Aim of the task ->
Write only the number of lines in the records beneath that hold "hair".
BEGIN Supplied information
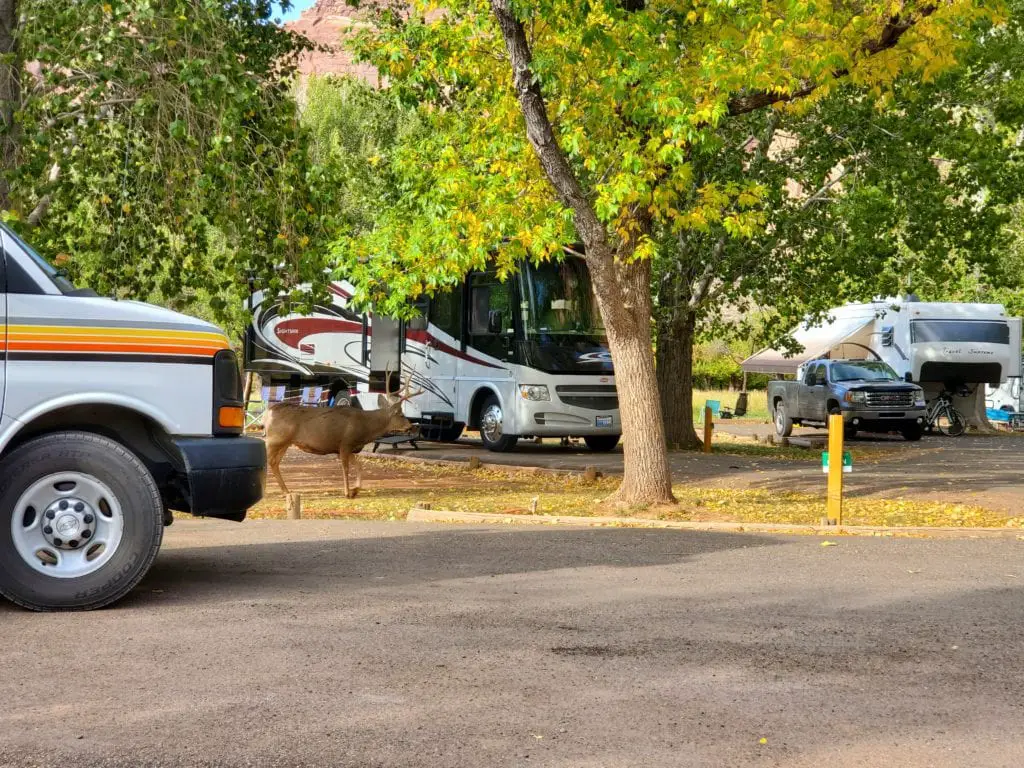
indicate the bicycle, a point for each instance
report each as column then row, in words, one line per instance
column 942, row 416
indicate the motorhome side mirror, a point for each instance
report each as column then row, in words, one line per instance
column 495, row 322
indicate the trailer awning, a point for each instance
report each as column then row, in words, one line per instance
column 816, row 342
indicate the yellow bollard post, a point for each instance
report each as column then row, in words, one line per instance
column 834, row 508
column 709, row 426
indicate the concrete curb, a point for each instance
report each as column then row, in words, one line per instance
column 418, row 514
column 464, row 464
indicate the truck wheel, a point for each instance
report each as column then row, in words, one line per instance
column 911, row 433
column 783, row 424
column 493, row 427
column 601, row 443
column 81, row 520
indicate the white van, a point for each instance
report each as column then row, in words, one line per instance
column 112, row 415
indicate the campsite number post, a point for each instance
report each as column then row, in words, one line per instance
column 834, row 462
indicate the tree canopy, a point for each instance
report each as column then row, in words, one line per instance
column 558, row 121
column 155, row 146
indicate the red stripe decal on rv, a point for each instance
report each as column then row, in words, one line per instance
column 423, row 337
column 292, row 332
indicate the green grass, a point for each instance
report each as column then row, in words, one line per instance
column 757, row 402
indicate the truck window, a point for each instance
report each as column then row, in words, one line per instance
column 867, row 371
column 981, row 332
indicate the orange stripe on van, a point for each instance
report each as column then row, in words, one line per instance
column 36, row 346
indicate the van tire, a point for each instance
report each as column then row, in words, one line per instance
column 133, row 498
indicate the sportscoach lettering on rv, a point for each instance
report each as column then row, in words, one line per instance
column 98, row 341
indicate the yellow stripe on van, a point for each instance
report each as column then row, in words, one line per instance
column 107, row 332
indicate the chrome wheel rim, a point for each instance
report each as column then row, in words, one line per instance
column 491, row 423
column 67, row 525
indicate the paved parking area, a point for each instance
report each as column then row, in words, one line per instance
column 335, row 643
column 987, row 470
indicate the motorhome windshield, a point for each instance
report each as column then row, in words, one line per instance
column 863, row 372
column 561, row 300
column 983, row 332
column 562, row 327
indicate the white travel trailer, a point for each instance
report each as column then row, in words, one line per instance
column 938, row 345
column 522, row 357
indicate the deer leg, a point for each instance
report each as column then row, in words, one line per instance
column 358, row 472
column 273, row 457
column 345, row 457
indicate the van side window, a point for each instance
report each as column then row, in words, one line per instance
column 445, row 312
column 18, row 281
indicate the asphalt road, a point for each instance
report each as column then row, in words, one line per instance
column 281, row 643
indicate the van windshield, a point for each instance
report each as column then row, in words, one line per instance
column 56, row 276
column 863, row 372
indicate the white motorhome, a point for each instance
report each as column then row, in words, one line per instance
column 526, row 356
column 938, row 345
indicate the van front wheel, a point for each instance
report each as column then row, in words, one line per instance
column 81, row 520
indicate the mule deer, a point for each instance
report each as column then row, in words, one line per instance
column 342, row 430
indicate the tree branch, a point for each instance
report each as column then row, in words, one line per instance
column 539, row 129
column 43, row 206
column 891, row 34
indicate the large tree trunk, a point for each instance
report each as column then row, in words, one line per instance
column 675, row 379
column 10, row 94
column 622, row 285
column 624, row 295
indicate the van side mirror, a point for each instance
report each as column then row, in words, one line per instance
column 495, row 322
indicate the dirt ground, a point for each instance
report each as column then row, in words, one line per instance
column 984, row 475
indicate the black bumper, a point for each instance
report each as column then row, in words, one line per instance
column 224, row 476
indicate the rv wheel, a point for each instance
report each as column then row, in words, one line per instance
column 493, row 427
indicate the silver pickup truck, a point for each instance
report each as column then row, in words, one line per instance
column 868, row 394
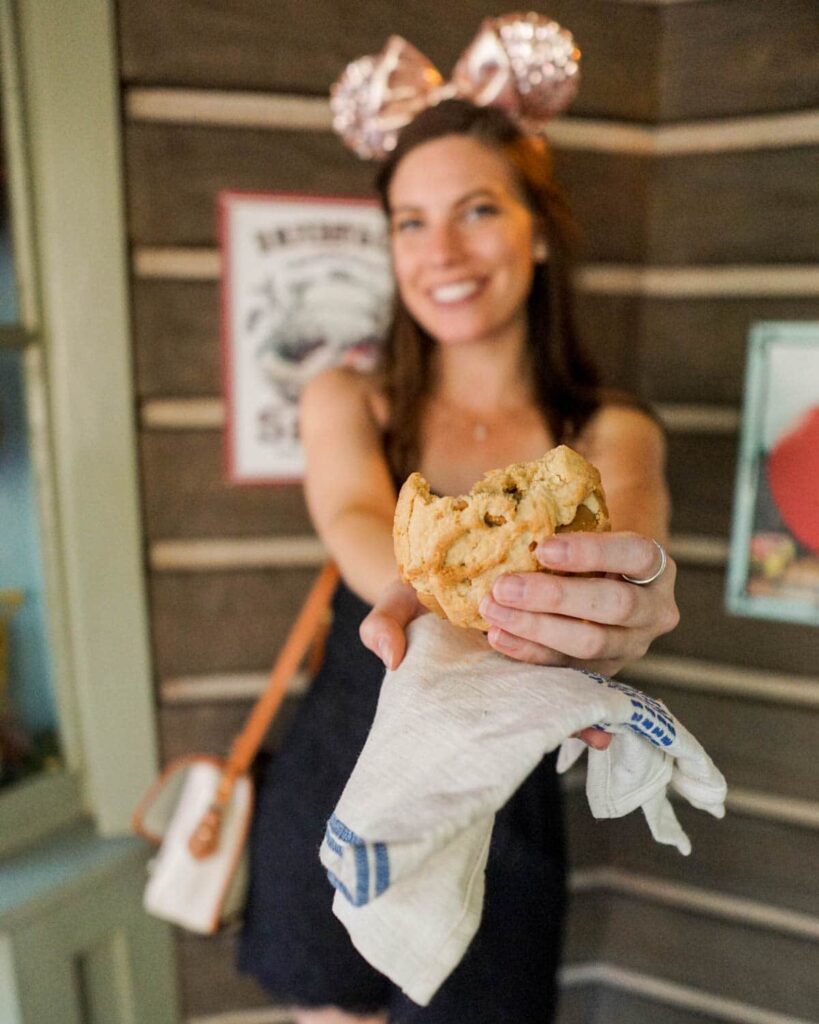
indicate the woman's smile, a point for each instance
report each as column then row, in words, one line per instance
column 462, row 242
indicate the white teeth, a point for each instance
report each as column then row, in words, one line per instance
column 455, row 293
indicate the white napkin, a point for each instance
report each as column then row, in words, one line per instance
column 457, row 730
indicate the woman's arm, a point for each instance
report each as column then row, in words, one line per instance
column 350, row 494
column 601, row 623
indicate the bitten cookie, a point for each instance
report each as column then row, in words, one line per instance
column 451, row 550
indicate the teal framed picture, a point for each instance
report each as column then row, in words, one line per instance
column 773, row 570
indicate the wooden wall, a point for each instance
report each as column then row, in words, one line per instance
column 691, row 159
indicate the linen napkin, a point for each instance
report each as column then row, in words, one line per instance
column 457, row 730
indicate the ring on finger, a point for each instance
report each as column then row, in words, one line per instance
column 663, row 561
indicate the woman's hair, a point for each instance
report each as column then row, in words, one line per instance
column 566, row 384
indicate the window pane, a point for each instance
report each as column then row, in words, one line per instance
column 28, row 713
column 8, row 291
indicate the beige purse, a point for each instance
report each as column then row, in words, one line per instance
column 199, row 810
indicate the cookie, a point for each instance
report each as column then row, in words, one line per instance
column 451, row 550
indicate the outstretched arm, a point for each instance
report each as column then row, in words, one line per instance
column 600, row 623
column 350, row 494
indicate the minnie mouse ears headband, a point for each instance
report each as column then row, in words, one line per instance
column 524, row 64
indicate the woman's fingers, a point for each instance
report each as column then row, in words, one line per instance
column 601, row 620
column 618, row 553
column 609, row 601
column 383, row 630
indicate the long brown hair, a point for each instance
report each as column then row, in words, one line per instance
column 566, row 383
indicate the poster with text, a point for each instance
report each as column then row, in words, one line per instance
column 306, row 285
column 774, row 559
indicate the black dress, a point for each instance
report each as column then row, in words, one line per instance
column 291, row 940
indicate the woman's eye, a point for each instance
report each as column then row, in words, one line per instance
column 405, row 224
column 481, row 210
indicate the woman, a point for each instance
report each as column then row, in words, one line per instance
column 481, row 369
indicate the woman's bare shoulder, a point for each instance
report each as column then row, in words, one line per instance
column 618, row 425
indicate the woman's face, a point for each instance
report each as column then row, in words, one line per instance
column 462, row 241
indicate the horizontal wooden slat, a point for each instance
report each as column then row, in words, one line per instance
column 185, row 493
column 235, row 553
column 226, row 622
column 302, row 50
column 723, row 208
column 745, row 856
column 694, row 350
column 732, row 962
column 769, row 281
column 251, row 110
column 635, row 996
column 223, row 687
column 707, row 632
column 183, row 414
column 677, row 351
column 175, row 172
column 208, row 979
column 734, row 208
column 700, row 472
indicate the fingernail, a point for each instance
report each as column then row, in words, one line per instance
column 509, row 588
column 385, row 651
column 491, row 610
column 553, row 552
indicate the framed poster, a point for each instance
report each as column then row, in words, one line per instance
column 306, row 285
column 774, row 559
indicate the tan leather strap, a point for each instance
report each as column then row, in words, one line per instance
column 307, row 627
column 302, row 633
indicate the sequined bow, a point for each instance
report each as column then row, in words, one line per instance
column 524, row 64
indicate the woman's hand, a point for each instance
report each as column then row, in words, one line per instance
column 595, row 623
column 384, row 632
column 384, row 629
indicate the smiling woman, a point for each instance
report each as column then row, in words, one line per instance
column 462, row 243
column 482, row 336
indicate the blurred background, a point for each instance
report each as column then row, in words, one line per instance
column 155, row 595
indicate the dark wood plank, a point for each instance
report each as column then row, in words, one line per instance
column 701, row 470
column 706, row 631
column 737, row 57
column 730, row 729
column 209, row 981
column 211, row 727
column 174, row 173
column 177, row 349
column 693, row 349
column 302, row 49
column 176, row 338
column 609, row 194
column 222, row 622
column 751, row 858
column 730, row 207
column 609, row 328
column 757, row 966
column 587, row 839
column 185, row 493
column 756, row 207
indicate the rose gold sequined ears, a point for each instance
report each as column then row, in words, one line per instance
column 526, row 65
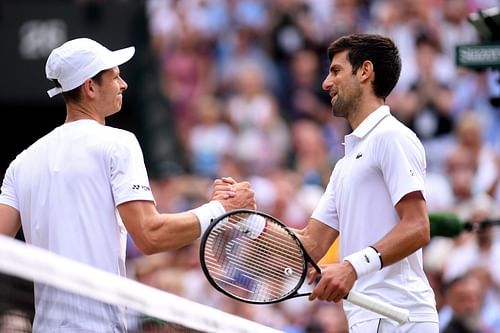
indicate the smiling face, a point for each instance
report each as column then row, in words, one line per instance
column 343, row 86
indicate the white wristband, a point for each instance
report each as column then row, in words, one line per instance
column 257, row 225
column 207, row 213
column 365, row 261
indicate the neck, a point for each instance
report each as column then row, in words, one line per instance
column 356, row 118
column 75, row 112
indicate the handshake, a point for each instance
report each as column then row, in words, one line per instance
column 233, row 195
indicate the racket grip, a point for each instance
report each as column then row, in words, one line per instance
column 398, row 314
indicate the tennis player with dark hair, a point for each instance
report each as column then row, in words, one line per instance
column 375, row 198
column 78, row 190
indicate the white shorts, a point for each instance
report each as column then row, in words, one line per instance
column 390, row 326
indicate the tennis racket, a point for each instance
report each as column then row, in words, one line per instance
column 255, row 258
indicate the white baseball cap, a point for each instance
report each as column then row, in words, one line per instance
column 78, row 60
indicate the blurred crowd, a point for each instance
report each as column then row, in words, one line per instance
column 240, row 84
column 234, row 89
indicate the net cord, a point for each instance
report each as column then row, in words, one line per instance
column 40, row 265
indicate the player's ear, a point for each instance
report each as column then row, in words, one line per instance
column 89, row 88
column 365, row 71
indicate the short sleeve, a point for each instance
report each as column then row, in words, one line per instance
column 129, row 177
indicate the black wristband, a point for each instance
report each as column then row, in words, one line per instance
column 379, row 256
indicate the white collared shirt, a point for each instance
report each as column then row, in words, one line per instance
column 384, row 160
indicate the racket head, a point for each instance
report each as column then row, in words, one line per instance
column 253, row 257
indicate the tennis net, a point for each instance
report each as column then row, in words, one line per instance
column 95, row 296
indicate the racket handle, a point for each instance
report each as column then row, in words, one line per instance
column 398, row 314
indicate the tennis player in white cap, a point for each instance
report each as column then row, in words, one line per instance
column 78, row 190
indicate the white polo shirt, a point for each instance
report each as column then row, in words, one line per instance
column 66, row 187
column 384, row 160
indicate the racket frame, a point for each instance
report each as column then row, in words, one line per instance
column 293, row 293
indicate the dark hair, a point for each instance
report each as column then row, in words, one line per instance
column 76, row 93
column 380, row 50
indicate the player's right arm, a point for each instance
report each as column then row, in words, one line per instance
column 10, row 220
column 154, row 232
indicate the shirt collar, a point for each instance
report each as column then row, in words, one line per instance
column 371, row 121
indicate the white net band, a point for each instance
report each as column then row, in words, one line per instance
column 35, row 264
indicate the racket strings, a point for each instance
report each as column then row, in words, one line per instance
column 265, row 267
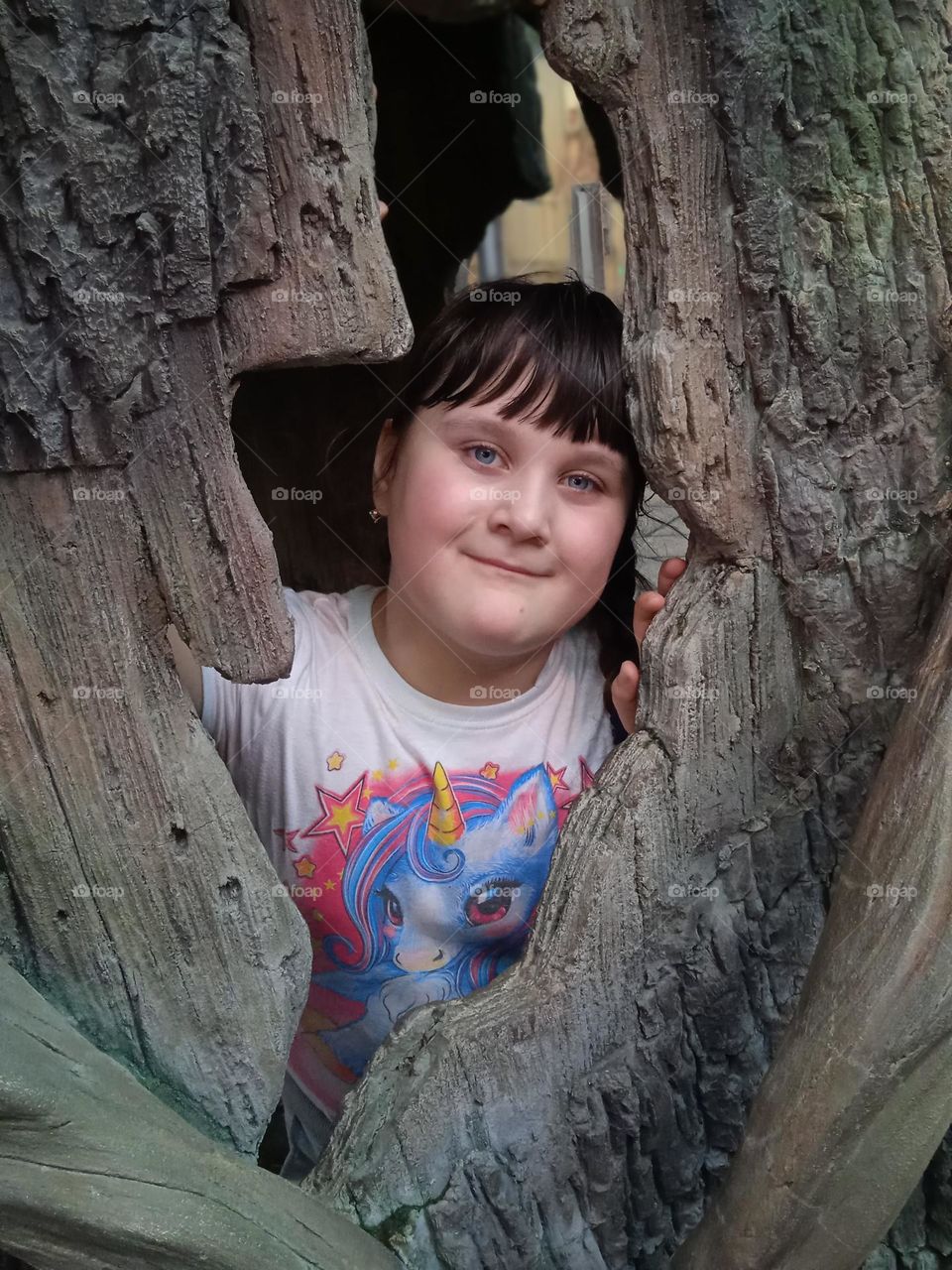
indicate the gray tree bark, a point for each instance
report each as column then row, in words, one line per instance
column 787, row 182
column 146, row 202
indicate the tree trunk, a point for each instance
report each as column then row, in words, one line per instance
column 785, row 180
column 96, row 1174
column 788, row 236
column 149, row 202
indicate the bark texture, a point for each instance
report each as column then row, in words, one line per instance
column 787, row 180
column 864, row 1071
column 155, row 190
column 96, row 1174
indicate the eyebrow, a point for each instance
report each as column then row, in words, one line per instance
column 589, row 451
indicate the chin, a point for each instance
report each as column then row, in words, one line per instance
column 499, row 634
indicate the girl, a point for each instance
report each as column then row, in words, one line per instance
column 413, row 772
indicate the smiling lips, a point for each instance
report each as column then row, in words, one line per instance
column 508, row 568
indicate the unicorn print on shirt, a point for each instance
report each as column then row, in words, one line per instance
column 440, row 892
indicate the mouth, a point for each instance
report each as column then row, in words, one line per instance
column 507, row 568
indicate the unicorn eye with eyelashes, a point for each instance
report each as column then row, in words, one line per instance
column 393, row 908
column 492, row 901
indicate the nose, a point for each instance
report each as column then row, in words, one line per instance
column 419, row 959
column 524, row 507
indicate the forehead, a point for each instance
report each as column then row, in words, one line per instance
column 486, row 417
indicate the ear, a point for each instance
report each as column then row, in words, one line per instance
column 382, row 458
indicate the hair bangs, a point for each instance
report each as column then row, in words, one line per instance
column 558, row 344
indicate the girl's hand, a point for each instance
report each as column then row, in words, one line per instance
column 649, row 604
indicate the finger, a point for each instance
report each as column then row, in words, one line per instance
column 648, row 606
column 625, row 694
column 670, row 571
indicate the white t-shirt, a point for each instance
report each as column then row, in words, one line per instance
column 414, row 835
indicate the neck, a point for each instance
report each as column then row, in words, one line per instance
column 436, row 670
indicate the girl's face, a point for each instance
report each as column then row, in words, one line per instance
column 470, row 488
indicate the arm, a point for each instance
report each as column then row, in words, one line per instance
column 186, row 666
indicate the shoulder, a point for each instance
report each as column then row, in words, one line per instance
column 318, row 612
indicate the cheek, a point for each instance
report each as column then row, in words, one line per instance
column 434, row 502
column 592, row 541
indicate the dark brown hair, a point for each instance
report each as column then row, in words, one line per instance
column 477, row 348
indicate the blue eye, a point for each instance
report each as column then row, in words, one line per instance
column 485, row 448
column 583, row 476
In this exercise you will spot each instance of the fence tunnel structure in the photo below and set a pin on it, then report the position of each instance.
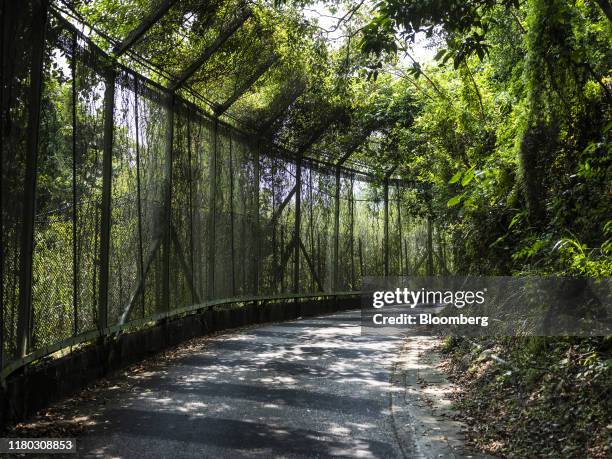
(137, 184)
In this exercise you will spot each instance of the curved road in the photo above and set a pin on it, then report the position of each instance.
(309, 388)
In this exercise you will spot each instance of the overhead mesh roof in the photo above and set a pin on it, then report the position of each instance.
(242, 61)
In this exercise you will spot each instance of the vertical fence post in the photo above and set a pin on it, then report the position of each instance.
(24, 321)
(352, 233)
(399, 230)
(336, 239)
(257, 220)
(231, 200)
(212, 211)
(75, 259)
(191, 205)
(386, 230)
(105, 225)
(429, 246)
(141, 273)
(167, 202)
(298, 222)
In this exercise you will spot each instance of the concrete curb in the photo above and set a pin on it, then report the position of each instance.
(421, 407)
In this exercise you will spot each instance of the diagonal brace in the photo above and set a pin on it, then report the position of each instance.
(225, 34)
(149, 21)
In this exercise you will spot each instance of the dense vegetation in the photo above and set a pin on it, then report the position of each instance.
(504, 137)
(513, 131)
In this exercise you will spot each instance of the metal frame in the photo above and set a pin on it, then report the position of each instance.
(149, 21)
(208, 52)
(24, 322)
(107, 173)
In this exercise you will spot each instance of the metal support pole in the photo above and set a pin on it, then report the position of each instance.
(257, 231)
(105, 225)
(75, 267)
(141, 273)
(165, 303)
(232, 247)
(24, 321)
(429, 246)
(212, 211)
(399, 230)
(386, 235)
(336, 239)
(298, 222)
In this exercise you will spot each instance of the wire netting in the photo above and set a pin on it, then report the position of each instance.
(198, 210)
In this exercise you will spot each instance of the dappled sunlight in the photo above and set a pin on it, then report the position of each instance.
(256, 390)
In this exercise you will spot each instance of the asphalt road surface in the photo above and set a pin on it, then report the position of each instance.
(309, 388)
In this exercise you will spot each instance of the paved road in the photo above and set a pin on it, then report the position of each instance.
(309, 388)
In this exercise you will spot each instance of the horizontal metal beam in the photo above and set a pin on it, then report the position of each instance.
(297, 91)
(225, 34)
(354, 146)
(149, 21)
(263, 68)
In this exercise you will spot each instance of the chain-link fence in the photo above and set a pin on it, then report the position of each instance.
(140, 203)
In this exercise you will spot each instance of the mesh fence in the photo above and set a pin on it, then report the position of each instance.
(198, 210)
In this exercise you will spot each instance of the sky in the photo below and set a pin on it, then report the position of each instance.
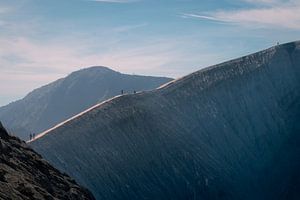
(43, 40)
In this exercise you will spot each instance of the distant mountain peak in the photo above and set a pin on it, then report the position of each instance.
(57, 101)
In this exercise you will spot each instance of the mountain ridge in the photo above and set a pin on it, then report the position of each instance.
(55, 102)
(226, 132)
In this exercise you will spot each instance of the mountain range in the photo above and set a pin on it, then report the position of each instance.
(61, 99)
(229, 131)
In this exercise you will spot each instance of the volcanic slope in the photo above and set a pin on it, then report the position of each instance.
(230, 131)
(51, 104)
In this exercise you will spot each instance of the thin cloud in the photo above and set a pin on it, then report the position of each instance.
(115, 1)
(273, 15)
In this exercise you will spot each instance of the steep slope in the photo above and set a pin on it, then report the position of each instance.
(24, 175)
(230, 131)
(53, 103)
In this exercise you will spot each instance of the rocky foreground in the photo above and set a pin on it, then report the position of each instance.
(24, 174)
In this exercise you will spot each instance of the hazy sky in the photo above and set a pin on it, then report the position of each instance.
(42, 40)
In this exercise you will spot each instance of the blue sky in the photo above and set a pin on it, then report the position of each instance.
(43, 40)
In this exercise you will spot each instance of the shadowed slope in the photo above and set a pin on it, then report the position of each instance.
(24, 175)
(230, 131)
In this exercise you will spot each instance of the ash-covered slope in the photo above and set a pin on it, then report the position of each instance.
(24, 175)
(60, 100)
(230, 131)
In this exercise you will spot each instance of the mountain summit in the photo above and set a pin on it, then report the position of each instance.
END Supplied information
Answer ->
6